» **CHALLENGE 1**: Write out the article on Inderjit Kaur Mann in full, word for word.

» **PASSAGE GIVEN**:
Member of Punjab Legislative Assembly
- Incumbent
- Assumed office 2022
- Preceded by: Gurpratap Singh Wadala
- Constituency: Nakodar

Personal details
- Party: Aam Aadmi Party

= Inderjit Kaur Mann =

Indian politician

Inderjit Kaur Mann (born 1969) is an Indian politician from Punjab. She was elected as an MLA from Nakodar Assembly constituency in Jalandhar District, winning the 2022 Punjab Legislative Assembly election representing the Aam Aadmi Party.

== Early life and education ==
Kaur is from Nakodar, Jalandhar District, Punjab. She married Sharnjit Singh. She completed her Bachelor of Arts in 1988 at Guru Nanak National College for Women, Nakodar.

==Assets and liabilities declared during elections==
During the 2022 Punjab Legislative Assembly election, she declared Rs. 91,61,928 as an overall financial asset and Rs. 23,39,178 as financial liability.

==Member of Legislative Assembly==
Kaur won from Nakodar Assembly constituency representing the Aam Aadmi Party in the 2022 Punjab Legislative Assembly election. She polled 42,868 votes and defeated her nearest rival, Gurpartap Singh Wadala of Shiromani Akali Dal, by a margin of 2,869 votes. She was a member of the Committee on Panchayati Raj Institutions and Committee on Co-operation and its allied activities for the year 2022-2023.

» **DATA TO USE**:
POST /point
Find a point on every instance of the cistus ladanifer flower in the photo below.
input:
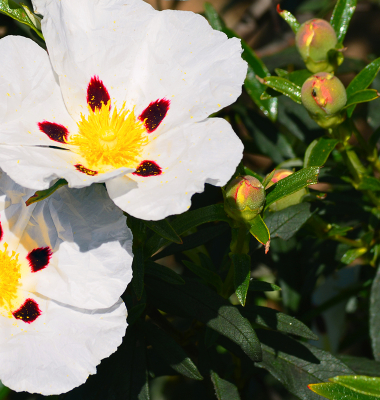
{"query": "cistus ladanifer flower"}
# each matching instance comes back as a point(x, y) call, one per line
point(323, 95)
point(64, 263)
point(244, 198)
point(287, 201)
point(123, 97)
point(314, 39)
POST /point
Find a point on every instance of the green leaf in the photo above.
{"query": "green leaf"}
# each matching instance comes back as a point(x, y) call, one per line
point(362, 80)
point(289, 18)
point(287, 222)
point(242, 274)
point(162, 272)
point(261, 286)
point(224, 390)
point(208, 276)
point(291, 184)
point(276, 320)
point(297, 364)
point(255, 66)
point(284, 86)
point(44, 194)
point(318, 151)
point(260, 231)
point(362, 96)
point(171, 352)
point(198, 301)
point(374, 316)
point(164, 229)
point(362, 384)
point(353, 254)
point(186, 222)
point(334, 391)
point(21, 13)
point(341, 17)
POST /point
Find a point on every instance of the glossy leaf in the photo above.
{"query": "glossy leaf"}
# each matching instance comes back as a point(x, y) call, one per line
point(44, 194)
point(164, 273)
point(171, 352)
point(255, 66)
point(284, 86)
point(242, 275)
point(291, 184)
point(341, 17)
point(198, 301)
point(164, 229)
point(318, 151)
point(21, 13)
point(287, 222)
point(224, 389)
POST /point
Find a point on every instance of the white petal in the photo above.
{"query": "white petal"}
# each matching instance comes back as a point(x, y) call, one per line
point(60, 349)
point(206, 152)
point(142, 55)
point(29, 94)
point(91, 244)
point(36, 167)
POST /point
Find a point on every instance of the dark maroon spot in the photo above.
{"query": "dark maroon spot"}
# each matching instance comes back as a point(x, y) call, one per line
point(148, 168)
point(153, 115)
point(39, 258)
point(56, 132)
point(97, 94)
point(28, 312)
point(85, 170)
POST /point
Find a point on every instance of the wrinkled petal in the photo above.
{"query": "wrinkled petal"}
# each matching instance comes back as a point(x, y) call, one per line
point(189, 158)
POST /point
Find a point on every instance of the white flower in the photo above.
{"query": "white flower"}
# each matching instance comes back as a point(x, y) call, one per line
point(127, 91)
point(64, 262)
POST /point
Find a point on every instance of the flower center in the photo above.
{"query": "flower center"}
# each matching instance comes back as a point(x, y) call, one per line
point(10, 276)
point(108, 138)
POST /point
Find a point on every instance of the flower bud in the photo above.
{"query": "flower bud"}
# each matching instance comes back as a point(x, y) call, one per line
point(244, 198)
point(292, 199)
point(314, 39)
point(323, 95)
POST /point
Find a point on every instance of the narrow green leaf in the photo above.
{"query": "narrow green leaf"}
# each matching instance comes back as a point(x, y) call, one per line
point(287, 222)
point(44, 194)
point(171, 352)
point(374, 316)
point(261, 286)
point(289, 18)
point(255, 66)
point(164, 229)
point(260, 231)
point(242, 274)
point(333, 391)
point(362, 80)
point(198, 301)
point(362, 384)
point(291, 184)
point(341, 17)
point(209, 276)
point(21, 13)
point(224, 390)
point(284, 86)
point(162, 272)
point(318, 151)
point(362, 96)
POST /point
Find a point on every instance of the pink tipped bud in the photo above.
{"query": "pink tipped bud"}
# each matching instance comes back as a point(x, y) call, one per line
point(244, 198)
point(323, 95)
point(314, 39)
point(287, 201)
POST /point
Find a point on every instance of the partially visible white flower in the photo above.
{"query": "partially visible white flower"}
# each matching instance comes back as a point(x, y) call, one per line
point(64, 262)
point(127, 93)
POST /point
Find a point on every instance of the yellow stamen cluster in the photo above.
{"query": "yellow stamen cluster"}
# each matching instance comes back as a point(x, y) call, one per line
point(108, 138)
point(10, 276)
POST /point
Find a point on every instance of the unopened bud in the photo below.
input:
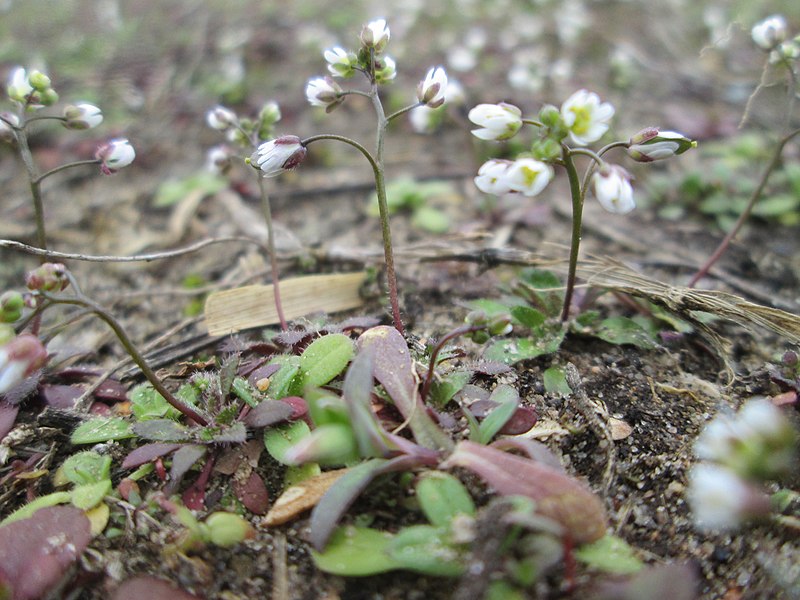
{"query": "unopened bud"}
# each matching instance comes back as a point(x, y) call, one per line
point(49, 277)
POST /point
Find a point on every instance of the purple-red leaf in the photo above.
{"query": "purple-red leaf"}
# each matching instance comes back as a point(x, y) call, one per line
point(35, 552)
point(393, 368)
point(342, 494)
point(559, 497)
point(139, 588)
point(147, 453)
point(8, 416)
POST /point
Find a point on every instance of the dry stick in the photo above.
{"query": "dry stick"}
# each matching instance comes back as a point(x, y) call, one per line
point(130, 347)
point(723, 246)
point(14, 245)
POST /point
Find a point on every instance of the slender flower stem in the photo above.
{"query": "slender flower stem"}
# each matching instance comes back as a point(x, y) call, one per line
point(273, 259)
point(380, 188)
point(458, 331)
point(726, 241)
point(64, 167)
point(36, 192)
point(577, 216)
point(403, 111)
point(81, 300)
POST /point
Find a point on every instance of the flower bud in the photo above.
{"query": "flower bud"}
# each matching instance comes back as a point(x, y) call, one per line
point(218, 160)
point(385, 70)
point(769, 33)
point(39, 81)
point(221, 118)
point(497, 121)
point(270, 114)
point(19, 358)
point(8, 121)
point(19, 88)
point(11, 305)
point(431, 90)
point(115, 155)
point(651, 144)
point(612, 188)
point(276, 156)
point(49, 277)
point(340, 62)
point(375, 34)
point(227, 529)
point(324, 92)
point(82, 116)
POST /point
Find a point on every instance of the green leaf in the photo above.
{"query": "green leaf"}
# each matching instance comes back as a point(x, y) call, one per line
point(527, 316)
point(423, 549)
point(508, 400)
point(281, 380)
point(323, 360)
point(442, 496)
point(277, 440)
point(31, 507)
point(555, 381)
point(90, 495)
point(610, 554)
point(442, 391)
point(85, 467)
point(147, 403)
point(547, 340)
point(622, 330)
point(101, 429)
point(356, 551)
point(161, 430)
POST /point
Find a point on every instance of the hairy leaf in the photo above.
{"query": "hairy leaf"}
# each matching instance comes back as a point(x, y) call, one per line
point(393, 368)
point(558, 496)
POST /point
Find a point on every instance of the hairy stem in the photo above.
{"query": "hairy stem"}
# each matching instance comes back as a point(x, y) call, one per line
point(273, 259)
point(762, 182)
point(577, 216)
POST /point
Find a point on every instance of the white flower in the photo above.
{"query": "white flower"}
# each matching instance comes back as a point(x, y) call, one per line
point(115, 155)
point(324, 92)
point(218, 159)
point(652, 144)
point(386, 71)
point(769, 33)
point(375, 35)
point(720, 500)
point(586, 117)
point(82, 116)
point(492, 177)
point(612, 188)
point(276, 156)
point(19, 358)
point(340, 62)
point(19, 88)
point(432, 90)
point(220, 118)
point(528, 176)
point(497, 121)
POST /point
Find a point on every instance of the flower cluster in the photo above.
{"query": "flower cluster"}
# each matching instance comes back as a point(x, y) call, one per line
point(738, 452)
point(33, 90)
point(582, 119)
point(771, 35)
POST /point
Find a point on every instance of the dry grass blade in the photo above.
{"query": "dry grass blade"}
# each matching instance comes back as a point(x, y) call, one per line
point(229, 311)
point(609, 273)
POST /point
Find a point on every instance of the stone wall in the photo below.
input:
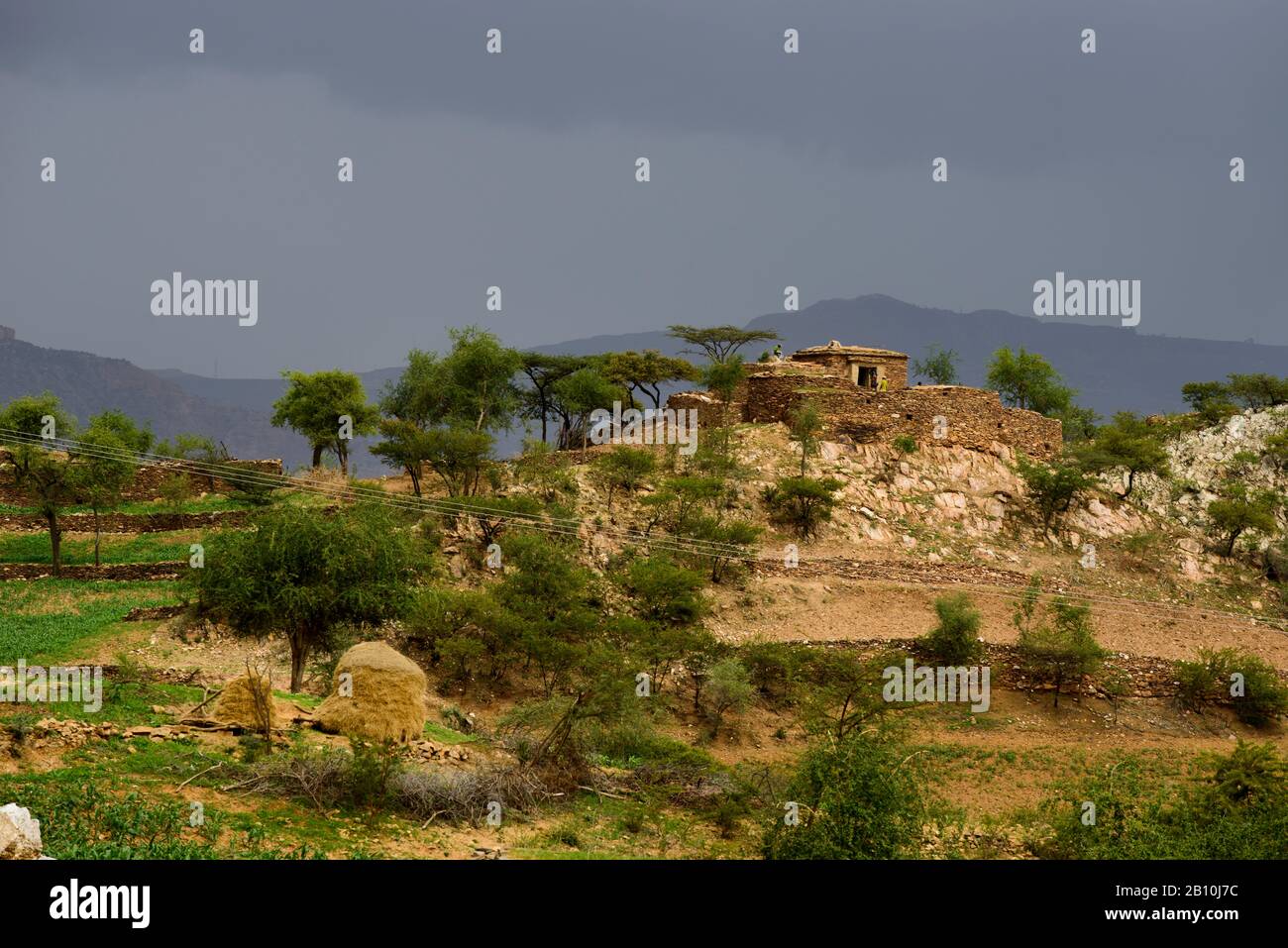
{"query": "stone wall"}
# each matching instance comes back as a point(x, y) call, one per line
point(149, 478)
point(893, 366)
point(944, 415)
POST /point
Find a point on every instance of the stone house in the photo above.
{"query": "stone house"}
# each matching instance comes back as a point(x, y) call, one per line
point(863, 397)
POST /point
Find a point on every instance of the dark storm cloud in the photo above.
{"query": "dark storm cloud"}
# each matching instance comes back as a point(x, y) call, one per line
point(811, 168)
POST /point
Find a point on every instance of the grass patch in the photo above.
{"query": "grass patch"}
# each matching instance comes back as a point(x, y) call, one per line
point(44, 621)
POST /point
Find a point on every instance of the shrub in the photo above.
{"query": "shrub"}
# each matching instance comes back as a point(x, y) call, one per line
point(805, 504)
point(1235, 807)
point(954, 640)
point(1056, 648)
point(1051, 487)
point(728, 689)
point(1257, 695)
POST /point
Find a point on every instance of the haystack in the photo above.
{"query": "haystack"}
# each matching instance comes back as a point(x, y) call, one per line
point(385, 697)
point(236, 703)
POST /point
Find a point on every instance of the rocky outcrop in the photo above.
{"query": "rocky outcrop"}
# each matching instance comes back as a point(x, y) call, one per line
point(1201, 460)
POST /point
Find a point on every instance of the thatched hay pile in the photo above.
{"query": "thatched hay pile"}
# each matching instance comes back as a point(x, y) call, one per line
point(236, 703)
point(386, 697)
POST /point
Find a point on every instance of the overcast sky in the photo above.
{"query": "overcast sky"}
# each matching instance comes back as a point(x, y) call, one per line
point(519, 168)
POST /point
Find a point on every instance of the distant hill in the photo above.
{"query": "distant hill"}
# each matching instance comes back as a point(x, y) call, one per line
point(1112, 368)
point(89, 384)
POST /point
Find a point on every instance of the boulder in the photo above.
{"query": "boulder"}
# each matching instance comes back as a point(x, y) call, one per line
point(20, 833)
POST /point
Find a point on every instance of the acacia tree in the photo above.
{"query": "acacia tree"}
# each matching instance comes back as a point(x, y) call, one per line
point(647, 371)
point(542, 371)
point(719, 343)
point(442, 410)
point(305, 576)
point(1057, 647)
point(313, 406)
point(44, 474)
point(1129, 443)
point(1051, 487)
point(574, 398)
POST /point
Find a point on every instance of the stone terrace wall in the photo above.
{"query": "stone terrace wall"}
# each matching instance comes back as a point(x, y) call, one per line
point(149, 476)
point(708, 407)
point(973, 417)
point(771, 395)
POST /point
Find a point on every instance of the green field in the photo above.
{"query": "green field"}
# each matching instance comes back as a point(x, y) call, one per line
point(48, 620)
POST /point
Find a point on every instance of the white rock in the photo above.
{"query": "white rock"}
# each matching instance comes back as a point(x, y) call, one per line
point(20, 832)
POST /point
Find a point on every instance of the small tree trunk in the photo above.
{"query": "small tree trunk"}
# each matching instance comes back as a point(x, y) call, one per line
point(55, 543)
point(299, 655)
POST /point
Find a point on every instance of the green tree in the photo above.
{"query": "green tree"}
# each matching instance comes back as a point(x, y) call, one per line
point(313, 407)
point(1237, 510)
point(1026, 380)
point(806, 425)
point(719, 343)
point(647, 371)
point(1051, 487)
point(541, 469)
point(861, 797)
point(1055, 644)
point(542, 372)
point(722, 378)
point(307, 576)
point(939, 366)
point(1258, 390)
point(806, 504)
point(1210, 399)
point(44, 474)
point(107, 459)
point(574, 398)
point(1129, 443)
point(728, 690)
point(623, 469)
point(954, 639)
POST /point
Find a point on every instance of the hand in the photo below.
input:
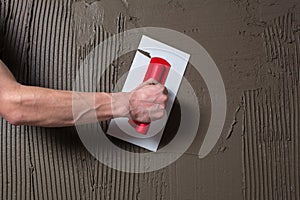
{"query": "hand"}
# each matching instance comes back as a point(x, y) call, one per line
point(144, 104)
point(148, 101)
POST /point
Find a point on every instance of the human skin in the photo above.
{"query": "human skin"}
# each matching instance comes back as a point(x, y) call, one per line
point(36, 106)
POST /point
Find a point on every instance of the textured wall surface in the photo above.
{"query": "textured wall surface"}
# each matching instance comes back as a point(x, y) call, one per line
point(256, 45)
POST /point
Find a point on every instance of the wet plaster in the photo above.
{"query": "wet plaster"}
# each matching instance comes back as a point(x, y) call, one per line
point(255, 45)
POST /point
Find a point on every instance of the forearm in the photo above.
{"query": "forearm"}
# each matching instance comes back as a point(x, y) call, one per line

» **CHALLENGE 2**: Repeat, word for word, the stretch of the records from their start through the line containing "point(85, 170)", leaving the pictures out of your answer.

» **RIGHT ANSWER 1**:
Member of Punjab Legislative Assembly
- Incumbent
- Assumed office 2022
- Preceded by: Gurpratap Singh Wadala
- Constituency: Nakodar

Personal details
- Party: Aam Aadmi Party

= Inderjit Kaur Mann =

Indian politician

Inderjit Kaur Mann (born 1969) is an Indian politician from Punjab. She was elected as an MLA from Nakodar Assembly constituency in Jalandhar District, winning the 2022 Punjab Legislative Assembly election representing the Aam Aadmi Party.

== Early life and education ==
Kaur is from Nakodar, Jalandhar District, Punjab. She married Sharnjit Singh. She completed her Bachelor of Arts in 1988 at Guru Nanak National College for Women, Nakodar.

==Assets and liabilities declared during elections==
During the 2022 Punjab Legislative Assembly election, she declared Rs. 91,61,928 as an overall financial asset and Rs. 23,39,178 as financial liability.

==Member of Legislative Assembly==
Kaur won from Nakodar Assembly constituency representing the Aam Aadmi Party in the 2022 Punjab Legislative Assembly election. She polled 42,868 votes and defeated her nearest rival, Gurpartap Singh Wadala of Shiromani Akali Dal, by a margin of 2,869 votes. She was a member of the Committee on Panchayati Raj Institutions and Committee on Co-operation and its allied activities for the year 2022-2023.

» **RIGHT ANSWER 2**:
POST /point
Find a point on every instance of the cistus ladanifer flower in the photo below.
input:
{"query": "cistus ladanifer flower"}
# each matching instance comes back as a point(x, y) call, one per line
point(323, 95)
point(64, 263)
point(244, 198)
point(287, 201)
point(123, 97)
point(314, 39)
POST /point
Find a point on every instance of the green leaf in the photo above.
{"query": "green leaf"}
# each matching instance comes back as a point(x, y) call, one per line
point(362, 80)
point(289, 18)
point(287, 222)
point(242, 274)
point(162, 272)
point(261, 286)
point(224, 390)
point(208, 276)
point(291, 184)
point(276, 320)
point(297, 364)
point(255, 66)
point(284, 86)
point(44, 194)
point(318, 151)
point(260, 231)
point(362, 96)
point(171, 352)
point(198, 301)
point(374, 316)
point(164, 229)
point(362, 384)
point(353, 254)
point(186, 222)
point(334, 391)
point(21, 13)
point(341, 17)
POST /point
Find a point on every instance of the glossy leaf in the photo above.
{"query": "glossy leaf"}
# each matching instance comes back as a point(x, y) call, one per line
point(44, 194)
point(164, 273)
point(171, 352)
point(255, 66)
point(284, 86)
point(242, 275)
point(291, 184)
point(341, 17)
point(198, 301)
point(164, 229)
point(318, 151)
point(21, 13)
point(287, 222)
point(224, 389)
POST /point
Find a point on every instance of the white petal in the photo above.
{"query": "white petal"}
# each matching instance comes back as a point(x, y) call, one per line
point(60, 349)
point(206, 152)
point(142, 55)
point(29, 94)
point(91, 244)
point(36, 167)
POST /point
Find a point on every instance of the dark maroon spot in the photo above.
{"query": "dark maroon spot"}
# each matching instance comes back as a point(x, y) call, one per line
point(148, 168)
point(153, 115)
point(39, 258)
point(56, 132)
point(97, 94)
point(28, 312)
point(85, 170)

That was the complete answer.